### Record excerpts ###

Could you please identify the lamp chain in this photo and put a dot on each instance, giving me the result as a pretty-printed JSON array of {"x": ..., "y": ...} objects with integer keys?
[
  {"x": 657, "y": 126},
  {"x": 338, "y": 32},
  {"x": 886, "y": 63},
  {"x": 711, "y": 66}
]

###

Action item
Every record above must be printed again exactly.

Response to the task
Could you please identify the lamp chain in this photo and put a dot on each instance, giving me the result as a pretty-printed JSON array of {"x": ..., "y": ...} objects with integer keys?
[
  {"x": 657, "y": 126},
  {"x": 338, "y": 32},
  {"x": 886, "y": 63},
  {"x": 711, "y": 66}
]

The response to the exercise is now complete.